| Instruções |
A – Modifique o trecho do texto sobre a poesia de José Miguel Silva que vai de "O poeta português" a "março de 2009.", substituindo "antologia" por "coletânea".
B – Segundo o texto sobre a poesia de José Miguel Silva, quando foi criado o blog Achaques e Remoques?
C – Prossiga o texto sobre a poesia de José Miguel Silva a partir do ponto em que termina.

| Documento |
§ §

O poeta português contemporâneo José Miguel Silva (n. 1969) publicou, até 2017, os seguintes livros: O Sino de Areia (1999), Ulisses já não Mora Aqui (2002), Vista para um Pátio seguido de Desordem (2003), Movimentos no Escuro (2005), Walkmen (com Manuel de Freitas, 2007), Erros Individuais (2010), Serém, 24 de Março (2011) e Últimos Poemas (2017). Em 2002 participou na antologia Poetas sem Qualidades, organizada por Manuel de Freitas. Tem vindo ainda a publicar, com regularidade, poemas e ensaios nas revistas Telhados de Vidro e Cão Celeste. Na blogosfera mantém uma presença frequente, escrevendo em Achaques e Remoques (https://eumeswill.wordpress.com/), um blog pessoal criado em março de 2009.

Embora José Miguel Silva assuma a “vocação política” da sua poesia (apud Bonifácio 2011: s/p) e reflita com assiduidade acerca do mundo contemporâneo, a palavra Europa e as suas derivantes revelam-se praticamente inexistentes na sua poesia. Ainda assim, o leitor poderá intuir com facilidade o que este autor pensa a respeito da Europa.

No seu segundo livro, Ulisses já não Mora Aqui, há, logo no título, uma ideia de perda, reforçada por uma epígrafe de Bernardo Soares, que o autor escolhe para abrir a primeira parte do livro: “Nós herdamos a destruição e os seus resultados”. Ulisses já não mora aqui, isto é, vivemos num tempo onde não há espaço para heróis (nem mitos). Sem nunca mencionar explicitamente a Europa, José Miguel Silva não deixa de introduzir inúmeras referências à Grécia Antiga, contrapondo um passado de valores e ideais a um presente oco e desencantando. A ilustração irónica desta oposição faz-se, por exemplo, no poema “Colheita de 98”, em que o sujeito poético aproxima o “Bem, a Beleza, a Verdade” (2002: 38) a “uma garrafa de maduro tinto do Ribatejo”, comprada “ontem no supermercado” (ibidem). Numa outra epígrafe escolhida por José Miguel Silva, esta de Sophia de Mello Breyner Andresen, antecedente a um poema de Erros Individuais, pode ler-se: “O primeiro tema da reflexão grega é a justiça” (apud Silva 2010: 22). Mas a justiça, conclui José Miguel Silva num outro poema (“Lamento e exortação”), “é uma jura redigida em esperanto / e a lei o duro eixo onde circula o privilégio” (2017: 7).

§ §

| Conjunto de dados |
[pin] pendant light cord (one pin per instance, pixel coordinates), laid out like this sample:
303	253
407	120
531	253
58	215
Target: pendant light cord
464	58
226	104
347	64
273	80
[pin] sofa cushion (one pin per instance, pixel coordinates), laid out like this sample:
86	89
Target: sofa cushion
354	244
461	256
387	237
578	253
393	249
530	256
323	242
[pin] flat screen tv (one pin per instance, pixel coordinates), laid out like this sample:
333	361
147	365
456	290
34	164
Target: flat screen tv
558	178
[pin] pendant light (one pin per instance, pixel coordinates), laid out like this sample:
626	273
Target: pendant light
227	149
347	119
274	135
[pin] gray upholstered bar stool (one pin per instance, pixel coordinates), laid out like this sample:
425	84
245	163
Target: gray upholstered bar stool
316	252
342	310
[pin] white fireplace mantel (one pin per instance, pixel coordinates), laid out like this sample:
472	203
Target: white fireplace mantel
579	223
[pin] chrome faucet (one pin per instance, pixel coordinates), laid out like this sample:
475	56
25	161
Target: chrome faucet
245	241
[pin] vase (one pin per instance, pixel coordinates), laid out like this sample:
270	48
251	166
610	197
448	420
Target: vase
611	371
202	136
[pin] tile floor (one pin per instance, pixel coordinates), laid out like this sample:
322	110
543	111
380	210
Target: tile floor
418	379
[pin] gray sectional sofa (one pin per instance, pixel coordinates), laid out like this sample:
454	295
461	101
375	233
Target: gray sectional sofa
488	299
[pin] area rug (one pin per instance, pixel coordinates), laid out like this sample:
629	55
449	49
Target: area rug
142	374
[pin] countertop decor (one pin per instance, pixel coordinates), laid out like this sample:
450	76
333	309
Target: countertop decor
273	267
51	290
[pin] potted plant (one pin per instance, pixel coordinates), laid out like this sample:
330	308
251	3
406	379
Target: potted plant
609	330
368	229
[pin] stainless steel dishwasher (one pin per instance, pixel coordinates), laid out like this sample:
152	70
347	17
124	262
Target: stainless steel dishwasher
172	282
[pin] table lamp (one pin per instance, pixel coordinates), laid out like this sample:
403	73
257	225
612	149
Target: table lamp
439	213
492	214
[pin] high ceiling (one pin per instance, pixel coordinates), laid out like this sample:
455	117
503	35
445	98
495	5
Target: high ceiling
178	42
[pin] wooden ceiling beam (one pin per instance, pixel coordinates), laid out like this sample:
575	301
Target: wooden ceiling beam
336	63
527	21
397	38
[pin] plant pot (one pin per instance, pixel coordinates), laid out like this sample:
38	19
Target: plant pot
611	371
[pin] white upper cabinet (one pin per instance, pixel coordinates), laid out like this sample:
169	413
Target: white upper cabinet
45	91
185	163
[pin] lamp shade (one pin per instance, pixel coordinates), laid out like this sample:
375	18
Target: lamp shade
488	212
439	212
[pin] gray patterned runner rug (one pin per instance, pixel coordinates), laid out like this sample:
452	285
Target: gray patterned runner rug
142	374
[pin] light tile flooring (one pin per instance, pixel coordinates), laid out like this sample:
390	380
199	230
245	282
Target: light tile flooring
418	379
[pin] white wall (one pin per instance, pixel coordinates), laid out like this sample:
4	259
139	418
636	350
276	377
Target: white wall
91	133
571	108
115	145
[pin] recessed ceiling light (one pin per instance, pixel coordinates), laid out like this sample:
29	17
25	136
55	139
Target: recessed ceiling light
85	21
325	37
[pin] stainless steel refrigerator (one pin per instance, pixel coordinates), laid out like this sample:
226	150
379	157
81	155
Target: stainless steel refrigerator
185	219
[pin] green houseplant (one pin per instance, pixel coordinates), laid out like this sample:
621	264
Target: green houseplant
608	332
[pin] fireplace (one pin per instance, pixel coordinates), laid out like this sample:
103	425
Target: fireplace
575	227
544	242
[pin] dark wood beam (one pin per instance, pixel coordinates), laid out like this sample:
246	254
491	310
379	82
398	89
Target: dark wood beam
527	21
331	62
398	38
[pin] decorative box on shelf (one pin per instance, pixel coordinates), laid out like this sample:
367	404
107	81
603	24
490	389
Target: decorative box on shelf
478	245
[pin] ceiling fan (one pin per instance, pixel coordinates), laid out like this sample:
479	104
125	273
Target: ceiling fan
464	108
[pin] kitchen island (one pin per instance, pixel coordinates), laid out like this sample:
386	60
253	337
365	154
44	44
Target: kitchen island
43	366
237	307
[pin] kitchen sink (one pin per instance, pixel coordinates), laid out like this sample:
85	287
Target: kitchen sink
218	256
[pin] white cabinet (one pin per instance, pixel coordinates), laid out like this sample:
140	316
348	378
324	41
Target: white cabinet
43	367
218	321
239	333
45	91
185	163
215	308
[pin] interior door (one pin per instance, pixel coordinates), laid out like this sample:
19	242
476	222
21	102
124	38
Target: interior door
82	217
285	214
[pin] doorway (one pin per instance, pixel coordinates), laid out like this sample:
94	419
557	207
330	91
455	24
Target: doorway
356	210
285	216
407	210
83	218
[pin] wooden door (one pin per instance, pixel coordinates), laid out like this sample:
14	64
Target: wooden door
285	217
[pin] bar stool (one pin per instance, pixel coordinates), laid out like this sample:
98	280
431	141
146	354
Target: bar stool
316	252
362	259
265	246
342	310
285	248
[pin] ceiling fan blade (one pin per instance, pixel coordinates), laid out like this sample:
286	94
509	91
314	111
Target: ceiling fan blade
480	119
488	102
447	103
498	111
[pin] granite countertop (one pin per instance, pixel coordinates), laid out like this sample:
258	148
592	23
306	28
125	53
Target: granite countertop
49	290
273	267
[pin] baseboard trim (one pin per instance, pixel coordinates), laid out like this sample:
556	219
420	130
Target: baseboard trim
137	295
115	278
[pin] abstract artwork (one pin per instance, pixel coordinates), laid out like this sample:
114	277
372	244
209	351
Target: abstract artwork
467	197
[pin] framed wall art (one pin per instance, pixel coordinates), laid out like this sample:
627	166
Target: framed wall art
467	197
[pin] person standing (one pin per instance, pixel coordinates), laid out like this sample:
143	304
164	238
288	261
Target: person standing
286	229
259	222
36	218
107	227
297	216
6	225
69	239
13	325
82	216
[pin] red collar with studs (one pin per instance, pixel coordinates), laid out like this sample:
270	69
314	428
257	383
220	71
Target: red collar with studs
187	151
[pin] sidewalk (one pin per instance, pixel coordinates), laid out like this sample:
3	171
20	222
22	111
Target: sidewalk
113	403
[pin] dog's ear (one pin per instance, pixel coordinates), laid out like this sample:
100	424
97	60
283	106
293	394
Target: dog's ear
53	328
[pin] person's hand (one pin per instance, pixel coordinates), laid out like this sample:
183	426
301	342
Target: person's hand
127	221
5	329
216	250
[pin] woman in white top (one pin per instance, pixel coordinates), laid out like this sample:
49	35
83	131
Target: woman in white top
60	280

§ §

| Respostas |
A –
O poeta português contemporâneo José Miguel Silva (n. 1969) publicou, até 2017, os seguintes livros: O Sino de Areia (1999), Ulisses já não Mora Aqui (2002), Vista para um Pátio seguido de Desordem (2003), Movimentos no Escuro (2005), Walkmen (com Manuel de Freitas, 2007), Erros Individuais (2010), Serém, 24 de Março (2011) e Últimos Poemas (2017). Em 2002 participou na coletânea Poetas sem Qualidades, organizada por Manuel de Freitas. Tem vindo ainda a publicar, com regularidade, poemas e ensaios nas revistas Telhados de Vidro e Cão Celeste. Na blogosfera mantém uma presença frequente, escrevendo em Achaques e Remoques (https://eumeswill.wordpress.com/), um blog pessoal criado em março de 2009.

B – Em março de 2009.

C –
Desta forma, o único ideal que o poeta observa atualmente na Europa é o do lucro capitalista, onde “apenas o espírito invisível / dos cartões de crédito perfura, roedor, / o níquel dos humanos corações” (2005: 17). Em consequência, a linguagem económica introduz-se de forma obsessiva em muitos poemas, dos quais “Too big to fail” é um dos maiores exemplos: “O meu único receio é que despertemos / a inveja dos Deuses, no Olimpo de Bruxelas, / e que Mercado, o monstruoso Titã, decida / baixar para lixo o rating da nossa relação” (2011: 18). A visão de José Miguel Silva parece aliás em concordância com a de Hans Magnus Enzensberger, que no mesmo ano publicou O Afável Monstro de Bruxelas ou a Europa sob Tutela, ensaio no qual antevê o “fracasso” do projeto europeu (idem: 68).

Por outro lado, num poema como “Feios, Porcos e Maus — Ettore Scola (1976)” (Silva 2005: 42-43), o poeta regista a promiscuidade política portuguesa (onde “só os piores” conseguem chegar aos cargos mais importantes), em sintonia com a realidade europeia (“director executivo, embaixador na Provença”). E, assim, “a bolha esburacada da democracia” (Silva 2017: 31) parece imperar globalmente: “Entre o ridículo e um buraco negro, escolhemos, / hoje e ontem, a elite que tão bem nos representa: / a diferença nenhuma” (2005: 45).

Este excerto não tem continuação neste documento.